• Written task: Pick out each line in the listing below that contains the string "mountain" and copy those lines.

• Exercise material:
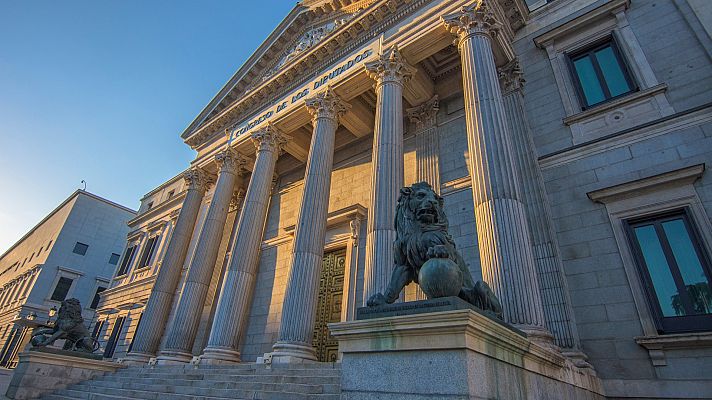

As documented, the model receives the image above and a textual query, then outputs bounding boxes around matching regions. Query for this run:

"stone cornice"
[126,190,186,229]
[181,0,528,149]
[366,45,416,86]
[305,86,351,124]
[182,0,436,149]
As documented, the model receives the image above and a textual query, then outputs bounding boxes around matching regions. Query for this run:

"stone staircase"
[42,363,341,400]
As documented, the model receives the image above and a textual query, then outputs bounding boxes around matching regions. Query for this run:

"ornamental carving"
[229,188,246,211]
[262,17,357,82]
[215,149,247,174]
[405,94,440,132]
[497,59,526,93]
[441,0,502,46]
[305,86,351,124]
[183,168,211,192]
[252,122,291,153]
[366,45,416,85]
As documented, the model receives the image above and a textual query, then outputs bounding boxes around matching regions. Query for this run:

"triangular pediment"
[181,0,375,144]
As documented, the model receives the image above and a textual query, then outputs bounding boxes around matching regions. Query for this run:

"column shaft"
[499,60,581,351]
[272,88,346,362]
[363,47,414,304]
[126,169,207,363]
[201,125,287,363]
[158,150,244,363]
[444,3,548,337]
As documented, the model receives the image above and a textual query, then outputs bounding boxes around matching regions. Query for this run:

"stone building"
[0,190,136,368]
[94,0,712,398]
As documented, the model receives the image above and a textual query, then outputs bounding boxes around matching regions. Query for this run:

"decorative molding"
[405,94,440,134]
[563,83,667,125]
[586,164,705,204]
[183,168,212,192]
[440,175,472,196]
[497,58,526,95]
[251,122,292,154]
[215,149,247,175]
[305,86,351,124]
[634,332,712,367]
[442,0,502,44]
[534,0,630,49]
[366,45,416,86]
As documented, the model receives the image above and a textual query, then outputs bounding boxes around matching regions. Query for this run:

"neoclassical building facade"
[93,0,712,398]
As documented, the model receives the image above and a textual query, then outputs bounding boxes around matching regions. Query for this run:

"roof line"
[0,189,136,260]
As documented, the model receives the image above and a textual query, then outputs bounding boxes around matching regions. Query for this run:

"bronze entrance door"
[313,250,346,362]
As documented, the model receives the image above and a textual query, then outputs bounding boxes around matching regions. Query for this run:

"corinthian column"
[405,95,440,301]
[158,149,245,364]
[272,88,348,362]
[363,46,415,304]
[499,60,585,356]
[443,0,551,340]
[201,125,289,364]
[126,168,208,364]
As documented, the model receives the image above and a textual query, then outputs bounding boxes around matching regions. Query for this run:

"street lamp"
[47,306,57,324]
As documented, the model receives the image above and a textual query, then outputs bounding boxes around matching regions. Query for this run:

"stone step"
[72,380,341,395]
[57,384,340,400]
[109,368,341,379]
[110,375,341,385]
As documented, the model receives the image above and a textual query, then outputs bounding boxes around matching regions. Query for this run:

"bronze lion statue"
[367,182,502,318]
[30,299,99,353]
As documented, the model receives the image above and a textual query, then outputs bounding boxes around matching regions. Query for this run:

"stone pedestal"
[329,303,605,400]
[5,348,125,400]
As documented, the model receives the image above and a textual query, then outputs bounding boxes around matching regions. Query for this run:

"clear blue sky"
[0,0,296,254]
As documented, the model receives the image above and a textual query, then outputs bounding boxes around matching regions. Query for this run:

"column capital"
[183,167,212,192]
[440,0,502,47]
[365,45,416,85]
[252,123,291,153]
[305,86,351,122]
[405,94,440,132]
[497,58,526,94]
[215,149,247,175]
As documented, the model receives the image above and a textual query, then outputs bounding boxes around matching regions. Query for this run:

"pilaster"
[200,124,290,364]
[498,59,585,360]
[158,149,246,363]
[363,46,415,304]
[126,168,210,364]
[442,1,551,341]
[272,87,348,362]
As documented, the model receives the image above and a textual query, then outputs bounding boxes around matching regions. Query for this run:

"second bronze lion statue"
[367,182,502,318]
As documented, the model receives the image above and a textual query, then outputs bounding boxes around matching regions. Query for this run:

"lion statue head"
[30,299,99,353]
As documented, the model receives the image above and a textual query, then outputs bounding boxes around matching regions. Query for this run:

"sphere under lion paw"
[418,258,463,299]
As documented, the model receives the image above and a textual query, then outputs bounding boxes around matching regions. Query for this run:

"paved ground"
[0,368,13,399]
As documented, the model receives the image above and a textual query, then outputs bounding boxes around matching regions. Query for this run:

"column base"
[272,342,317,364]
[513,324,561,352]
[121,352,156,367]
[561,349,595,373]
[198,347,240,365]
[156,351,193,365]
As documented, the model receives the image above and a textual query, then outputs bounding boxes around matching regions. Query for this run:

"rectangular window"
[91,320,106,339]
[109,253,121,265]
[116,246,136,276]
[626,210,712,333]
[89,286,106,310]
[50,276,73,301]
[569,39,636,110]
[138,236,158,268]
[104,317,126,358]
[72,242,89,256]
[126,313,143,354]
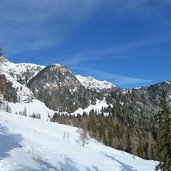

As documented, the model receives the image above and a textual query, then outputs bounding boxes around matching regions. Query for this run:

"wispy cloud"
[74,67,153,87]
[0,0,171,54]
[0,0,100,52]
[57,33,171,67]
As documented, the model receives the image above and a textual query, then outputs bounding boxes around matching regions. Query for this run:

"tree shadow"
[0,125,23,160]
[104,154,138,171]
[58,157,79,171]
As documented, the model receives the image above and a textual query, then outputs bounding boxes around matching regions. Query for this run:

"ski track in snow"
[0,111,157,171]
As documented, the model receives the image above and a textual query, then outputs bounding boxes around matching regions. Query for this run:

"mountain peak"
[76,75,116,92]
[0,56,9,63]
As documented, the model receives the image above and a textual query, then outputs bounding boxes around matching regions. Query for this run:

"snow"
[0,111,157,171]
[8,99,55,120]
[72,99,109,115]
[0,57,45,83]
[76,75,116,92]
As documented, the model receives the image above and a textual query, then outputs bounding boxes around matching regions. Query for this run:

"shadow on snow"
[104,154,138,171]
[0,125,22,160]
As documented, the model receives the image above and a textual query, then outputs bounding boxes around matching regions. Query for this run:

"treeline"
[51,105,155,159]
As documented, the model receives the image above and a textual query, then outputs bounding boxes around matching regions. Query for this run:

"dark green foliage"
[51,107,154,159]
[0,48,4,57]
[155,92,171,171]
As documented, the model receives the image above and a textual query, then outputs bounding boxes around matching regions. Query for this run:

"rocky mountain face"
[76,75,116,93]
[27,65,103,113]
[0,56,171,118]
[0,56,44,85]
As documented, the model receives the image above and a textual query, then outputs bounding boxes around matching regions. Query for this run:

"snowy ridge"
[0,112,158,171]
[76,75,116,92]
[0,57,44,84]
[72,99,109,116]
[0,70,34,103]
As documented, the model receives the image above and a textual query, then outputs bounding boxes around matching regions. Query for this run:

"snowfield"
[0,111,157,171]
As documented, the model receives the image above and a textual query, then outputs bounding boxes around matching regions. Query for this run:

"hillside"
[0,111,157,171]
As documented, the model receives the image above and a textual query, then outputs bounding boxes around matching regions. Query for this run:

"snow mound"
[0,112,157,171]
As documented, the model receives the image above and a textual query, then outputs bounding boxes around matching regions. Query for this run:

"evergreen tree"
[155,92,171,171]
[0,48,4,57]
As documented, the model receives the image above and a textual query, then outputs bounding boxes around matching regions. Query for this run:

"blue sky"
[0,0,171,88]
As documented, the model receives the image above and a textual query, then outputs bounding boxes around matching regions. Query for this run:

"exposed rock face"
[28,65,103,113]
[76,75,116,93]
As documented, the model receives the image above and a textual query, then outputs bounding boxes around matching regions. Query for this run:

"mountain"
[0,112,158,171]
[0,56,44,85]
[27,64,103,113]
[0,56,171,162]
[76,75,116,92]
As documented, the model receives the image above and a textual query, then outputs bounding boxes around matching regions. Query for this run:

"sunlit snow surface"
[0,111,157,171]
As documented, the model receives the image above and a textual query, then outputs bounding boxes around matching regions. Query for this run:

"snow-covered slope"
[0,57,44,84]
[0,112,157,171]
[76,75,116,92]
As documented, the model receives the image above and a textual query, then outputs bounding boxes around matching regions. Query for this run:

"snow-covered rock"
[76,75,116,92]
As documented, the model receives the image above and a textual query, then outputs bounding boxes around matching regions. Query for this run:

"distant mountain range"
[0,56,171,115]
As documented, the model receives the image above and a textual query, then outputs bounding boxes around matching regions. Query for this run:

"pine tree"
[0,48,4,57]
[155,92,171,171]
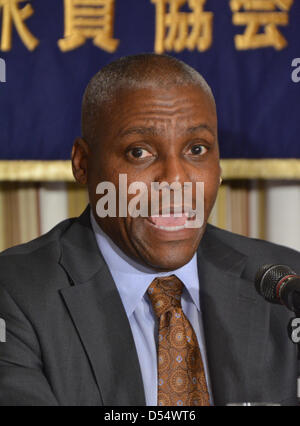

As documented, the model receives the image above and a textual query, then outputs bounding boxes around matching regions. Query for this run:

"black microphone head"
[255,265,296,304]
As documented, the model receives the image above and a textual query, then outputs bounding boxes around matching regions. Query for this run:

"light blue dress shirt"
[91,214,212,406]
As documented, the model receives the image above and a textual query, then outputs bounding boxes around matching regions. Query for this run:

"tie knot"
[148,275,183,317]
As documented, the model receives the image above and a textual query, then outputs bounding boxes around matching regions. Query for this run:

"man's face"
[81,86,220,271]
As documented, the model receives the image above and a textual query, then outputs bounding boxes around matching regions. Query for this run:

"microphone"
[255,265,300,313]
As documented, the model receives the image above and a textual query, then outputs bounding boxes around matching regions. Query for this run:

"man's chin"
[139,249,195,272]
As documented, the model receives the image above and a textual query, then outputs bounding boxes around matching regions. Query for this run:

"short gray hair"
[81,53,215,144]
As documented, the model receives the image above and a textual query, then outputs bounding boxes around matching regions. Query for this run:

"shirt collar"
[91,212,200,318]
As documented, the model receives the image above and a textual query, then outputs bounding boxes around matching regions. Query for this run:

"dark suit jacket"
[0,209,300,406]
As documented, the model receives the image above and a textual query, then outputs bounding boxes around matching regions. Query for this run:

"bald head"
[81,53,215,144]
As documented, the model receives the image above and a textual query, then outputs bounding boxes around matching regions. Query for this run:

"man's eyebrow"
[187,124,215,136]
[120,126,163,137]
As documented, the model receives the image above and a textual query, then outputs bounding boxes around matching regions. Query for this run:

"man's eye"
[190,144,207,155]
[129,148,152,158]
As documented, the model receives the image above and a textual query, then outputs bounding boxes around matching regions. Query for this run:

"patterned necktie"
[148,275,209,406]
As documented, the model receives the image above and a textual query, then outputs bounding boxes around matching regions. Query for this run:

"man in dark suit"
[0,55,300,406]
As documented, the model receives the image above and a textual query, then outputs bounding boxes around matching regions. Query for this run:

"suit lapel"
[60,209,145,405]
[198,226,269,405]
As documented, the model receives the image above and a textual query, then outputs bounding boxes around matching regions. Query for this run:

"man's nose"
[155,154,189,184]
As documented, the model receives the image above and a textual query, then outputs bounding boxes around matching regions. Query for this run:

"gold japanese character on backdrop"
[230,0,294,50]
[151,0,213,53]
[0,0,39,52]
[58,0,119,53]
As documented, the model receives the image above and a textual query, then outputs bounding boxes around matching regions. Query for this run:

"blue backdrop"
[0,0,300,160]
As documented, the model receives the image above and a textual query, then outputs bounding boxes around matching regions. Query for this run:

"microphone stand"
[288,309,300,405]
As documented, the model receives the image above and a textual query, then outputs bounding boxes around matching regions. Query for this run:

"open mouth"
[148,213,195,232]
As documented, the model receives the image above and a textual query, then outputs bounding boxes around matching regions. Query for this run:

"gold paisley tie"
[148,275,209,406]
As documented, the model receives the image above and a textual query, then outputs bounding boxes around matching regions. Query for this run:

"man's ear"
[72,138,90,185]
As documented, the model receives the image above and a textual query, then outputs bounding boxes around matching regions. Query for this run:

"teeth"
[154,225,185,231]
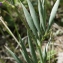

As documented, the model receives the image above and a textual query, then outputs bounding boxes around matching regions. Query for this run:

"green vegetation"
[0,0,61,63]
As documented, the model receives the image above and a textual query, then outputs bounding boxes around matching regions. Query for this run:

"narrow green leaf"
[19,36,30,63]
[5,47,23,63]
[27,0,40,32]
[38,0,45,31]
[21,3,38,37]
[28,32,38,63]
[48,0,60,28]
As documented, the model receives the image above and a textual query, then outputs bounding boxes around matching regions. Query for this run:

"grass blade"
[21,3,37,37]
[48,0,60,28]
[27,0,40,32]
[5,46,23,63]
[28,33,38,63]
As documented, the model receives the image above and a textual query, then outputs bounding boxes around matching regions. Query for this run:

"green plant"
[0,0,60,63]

• Solution:
"mountain peak"
"rocky mountain face"
"mountain"
"distant mountain range"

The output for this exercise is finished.